━━━ ARTICLE ━━━

Je reviens sur son rôle « important » dans les négociations qui ont abouti à la signature des accords de Grenelle, cérémonie où on le voit assis aux côtés de Georges Pompidou.
« Je me souviens d'un moment particulier, quand on a conclu, vers 4 heures du matin. Le problème était de savoir si on mettait le SMIC 16 à trois francs ou non. On était prêts à céder à 2,80 francs, ou quelque chose comme ça. Je quittais discrètement la salle pour avoir des entretiens confidentiels avec Séguy ou Krasucki. Je sors et on se met d'accord – avec Séguy, je crois – sur un chiffre légèrement inférieur à trois francs. Je rentre discrètement, lui d'un côté, moi de l'autre. Pompidou propose le chiffre. Le représentant de FO prend alors la parole et dit : “On est tous d'accord pour trois francs !” Stupeur de tout un chacun. Séguy déclare qu'il ne peut faire autrement que de s'aligner. C'est comme ça qu'on a fait le SMIC à trois francs. »

━━━

ÉNONCÉ ÉCRIT 1:
Reproduisez toutes les lignes des enregistrements, demandes comprises, en ajoutant -77 à chaque coordonnée des points donnés en réponse. Laissez les images de côté.
L'article et les enregistrements constituent deux matériaux indépendants l'un de l'autre.

━━━ DONNÉES DE L'EXERCICE ━━━

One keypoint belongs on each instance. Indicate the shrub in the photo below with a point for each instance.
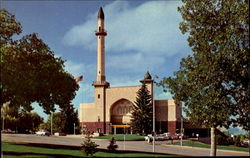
(89, 147)
(112, 146)
(224, 140)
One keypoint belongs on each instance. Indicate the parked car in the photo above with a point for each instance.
(7, 131)
(159, 137)
(43, 133)
(168, 136)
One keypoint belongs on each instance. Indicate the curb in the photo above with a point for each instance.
(177, 146)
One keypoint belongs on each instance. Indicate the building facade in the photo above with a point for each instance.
(112, 107)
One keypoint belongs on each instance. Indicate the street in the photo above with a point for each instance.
(160, 147)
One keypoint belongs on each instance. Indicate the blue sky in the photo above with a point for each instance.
(142, 36)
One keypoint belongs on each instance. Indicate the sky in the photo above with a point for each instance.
(142, 36)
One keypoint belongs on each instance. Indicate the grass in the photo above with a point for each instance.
(203, 145)
(11, 150)
(121, 137)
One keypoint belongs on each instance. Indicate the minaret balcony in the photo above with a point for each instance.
(101, 32)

━━━

ÉNONCÉ ÉCRIT 2:
Recopiez mot pour mot le passage de l'article allant de « Je reviens sur » jusqu'à « de Georges Pompidou. » inclus.

CORRIGÉ DE L'EXERCICE 1:
One keypoint belongs on each instance. Indicate the shrub in the photo below with a point for each instance.
(12, 70)
(35, 69)
(147, 63)
One keypoint belongs on each instance. Indicate the parked car in the photo above with a point for each instance.
(-70, 54)
(82, 60)
(-34, 56)
(91, 59)
One keypoint belongs on each instance. Indicate the curb in the photo above with a point for each instance.
(100, 69)
One keypoint belongs on each instance. Indicate the building facade in the photo above with a point for each instance.
(35, 30)
One keypoint belongs on each instance. Indicate the street in the photo above with a point for each instance.
(83, 70)
One keypoint belongs on each instance. Indicate the blue sky in the photo above with a point for each instance.
(65, -41)
One keypoint belongs on each instance. Indicate the sky in the photo above with a point for each instance.
(65, -41)
One keypoint belongs on each instance. Indicate the grass in the photo above with a point for each instance.
(126, 68)
(-66, 73)
(44, 60)
One keypoint belongs on each instance. Indicate the minaret balcony in the photo above with a point for each instance.
(24, -45)

CORRIGÉ DE L'EXERCICE 2:
Je reviens sur son rôle « important » dans les négociations qui ont abouti à la signature des accords de Grenelle, cérémonie où on le voit assis aux côtés de Georges Pompidou.